● PAGE EXCERPT:
• • •
Re: [PATCH] usb: dwc3: Disable AutoRetry controller feature for dwc_usb3 v2.00a

From: Jakub Vaněk
Date: Wed Jul 12 2023 - 18:52:00 EST


Hi Thinh,

On Tue, 2023-07-11 at 21:48 +0000, Thinh Nguyen wrote:
> Hi Jakub,
>
> On Thu, Jul 06, 2023, Jakub Vaněk wrote:
> > On Wed, 2023-07-05 at 22:47 +0000, Thinh Nguyen wrote:
> > > Hi,
> > >
> > > On Sat, Jul 01, 2023, Jakub Vanek wrote:
> > > > AutoRetry has been found to cause issues in this controller
> > > > revision.
> > > > This feature allows the controller to send non-
> > > > terminating/burst retry
> > > > ACKs (Retry=1 and Nump!=0) as opposed to terminating retry ACKs
> > > > (Retry=1 and Nump=0) to devices when a transaction error
> > > > occurs.
• • •
● OBJECTIVES:
1. Summarize the mailing-list excerpt in two sentences.
2. Please answer these questions from the mailing-list excerpt:
(a) What date and time does the message carry?
(b) Which controller revision is the patch for?
(c) What field values mark a terminating retry ACK?
3. For each statement, decide whether it agrees with the mailing-list excerpt, and support the decision with a quotation from it.
(a) The patch concerns the dwc_usb3 v2.00a controller.
(b) This message was sent by Thinh Nguyen.
(c) Thinh Nguyen's quoted reply is dated Tuesday, 2023-07-11.
The records have no connection to the mailing-list excerpt.
• • •
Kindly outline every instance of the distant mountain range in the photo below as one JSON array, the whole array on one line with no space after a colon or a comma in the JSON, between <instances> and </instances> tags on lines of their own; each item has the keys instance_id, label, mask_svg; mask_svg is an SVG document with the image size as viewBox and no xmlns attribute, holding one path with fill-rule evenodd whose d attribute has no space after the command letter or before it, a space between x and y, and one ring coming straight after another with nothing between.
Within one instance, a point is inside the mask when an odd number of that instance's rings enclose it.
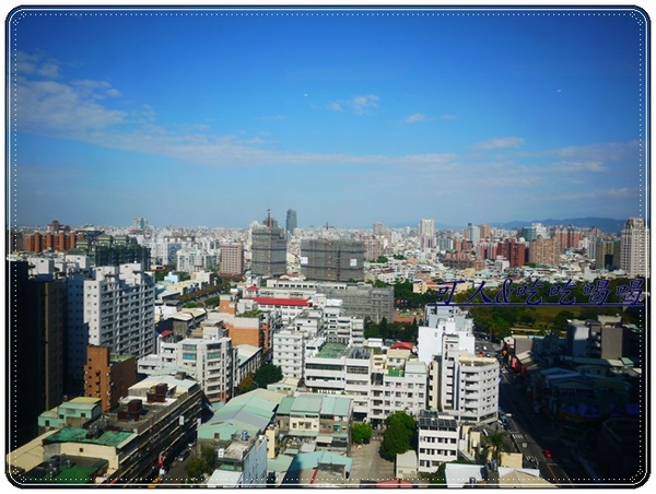
<instances>
[{"instance_id":1,"label":"distant mountain range","mask_svg":"<svg viewBox=\"0 0 656 494\"><path fill-rule=\"evenodd\" d=\"M532 220L532 221L511 221L506 223L494 223L492 226L504 230L517 230L530 226L532 223L541 223L544 226L576 226L579 228L597 227L604 233L620 233L626 223L626 220L613 220L612 217L570 217L566 220Z\"/></svg>"},{"instance_id":2,"label":"distant mountain range","mask_svg":"<svg viewBox=\"0 0 656 494\"><path fill-rule=\"evenodd\" d=\"M613 220L612 217L570 217L565 220L531 220L531 221L508 221L504 223L490 223L491 226L503 230L518 230L525 226L530 226L532 223L541 223L544 226L554 226L554 225L572 225L579 228L591 228L596 226L604 233L620 233L626 223L626 220ZM410 223L411 225L419 224L419 221L414 223ZM445 223L435 223L436 230L464 230L467 225L447 225ZM399 225L397 227L403 227L403 225Z\"/></svg>"}]
</instances>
• • •
● ANSWERS TO THE PROBLEMS:
1. Jakub Vaněk replies to Thinh Nguyen in a thread about a patch that disables the AutoRetry controller feature for dwc_usb3 v2.00a. The quoted patch text says AutoRetry has caused issues in this controller revision: when a transaction error occurs, it lets the controller send non-terminating/burst retry ACKs (Retry=1 and Nump!=0) to devices instead of terminating retry ACKs (Retry=1 and Nump=0).

2.
(a) Wed Jul 12 2023 - 18:52:00 EST
(b) dwc_usb3 v2.00a
(c) Retry=1 and Nump=0

3.
(a) Yes: "Disable AutoRetry controller feature for dwc_usb3 v2.00a"
(b) No: "From: Jakub Vaněk"
(c) Yes: "On Tue, 2023-07-11 at 21:48 +0000, Thinh Nguyen wrote"